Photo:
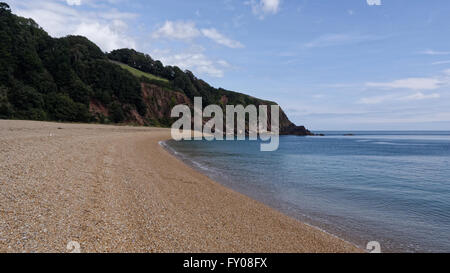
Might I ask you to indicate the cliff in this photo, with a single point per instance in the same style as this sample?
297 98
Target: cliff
71 79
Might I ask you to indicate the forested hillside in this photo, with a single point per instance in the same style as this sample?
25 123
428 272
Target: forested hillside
71 79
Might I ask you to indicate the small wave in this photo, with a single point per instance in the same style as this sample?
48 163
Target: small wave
167 147
399 144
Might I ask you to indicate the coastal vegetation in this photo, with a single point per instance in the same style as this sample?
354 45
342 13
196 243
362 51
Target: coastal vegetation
71 79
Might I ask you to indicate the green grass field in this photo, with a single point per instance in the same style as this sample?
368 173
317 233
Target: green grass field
139 73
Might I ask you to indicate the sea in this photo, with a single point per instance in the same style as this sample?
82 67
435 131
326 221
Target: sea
384 186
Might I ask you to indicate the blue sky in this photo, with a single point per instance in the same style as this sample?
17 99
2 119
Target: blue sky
336 65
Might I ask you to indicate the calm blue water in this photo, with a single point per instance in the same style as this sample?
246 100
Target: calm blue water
391 187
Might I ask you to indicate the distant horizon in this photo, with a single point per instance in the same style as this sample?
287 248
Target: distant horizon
329 64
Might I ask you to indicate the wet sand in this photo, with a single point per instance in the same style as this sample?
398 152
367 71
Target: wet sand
115 189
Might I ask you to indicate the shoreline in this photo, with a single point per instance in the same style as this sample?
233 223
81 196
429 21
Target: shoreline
177 155
115 189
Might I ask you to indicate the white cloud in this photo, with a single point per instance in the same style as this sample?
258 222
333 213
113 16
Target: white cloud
338 39
73 2
441 62
219 38
104 36
421 96
261 8
374 2
409 83
389 98
187 31
107 27
433 52
180 30
193 60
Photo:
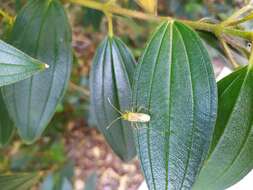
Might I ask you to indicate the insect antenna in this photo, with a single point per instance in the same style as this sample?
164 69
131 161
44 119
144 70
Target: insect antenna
114 107
114 121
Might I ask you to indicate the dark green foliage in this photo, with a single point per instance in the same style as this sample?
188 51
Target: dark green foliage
····················
* _Stated problem_
Your task is an exact transcription of all the data, minus the pictures.

* _Completed task_
Photo:
Might I ask you to indicate the cliff in this photo, with a single point per instance in the same style as this sample?
297 98
Target: cliff
71 79
Might I ask you to indicate the forested hillside in this photo, with a single point per instance in the same style as this sample?
25 123
428 272
Target: forested hillside
71 79
Might I ask you to indicate the small wave in this photo, with a single point per instance in the same style as this sample?
48 163
Target: small wave
167 147
399 144
Might I ask you to indicate the coastal vegetation in this photo, with a single point per instance in the same style as this sample?
354 45
342 13
196 243
362 51
Target: coastal vegetation
71 79
Might I ask you to indicate the green grass field in this photo, with a single point per instance in the same style as this sample?
368 173
317 233
Target: green grass field
139 73
Might I ask you to indicate the sea in this photo, with a single point per instance in the same style as this sample?
82 67
435 131
326 221
Target: sea
384 186
Might I ask you to indicate the blue sky in this photo, with a single point per instance in the same style as this sample?
17 99
2 119
Target: blue sky
336 65
Might I ask you to indicate the calm blue water in this photo, with a single point per instance in the same style as this sample?
246 100
Target: calm blue water
391 187
Might I ask you to indicate the distant horizon in this photo, with a single point per instance in the same style as this sample?
287 248
Target: distant horizon
329 64
Might I ask you to indicate the wet sand in this photo, with a single point per instance in the same style as this sample?
398 152
367 71
Target: wet sand
115 189
Might I ask you to indicate the shoreline in this photo, with a single point per instance in the same style as this sample?
233 223
81 196
429 21
Target: shoreline
177 155
115 189
Might I ask you to indicate the white cloud in this photo, with a single point per instance in the same style as this sample?
258 222
333 213
113 16
Target: white cloud
338 39
73 2
441 62
219 38
104 36
421 96
261 8
374 2
409 83
389 98
187 31
107 27
433 52
180 30
193 60
Photo:
Might I ask you to indicate the insect antenna in this photo, with a single point per instance in the same style as this sample?
164 69
131 161
44 119
144 70
Target: insect antenna
114 107
114 121
Might I ask you to indicate the dark green foliage in this photo, with a single point per instance in the same style as this sample?
188 51
Target: dark green foliage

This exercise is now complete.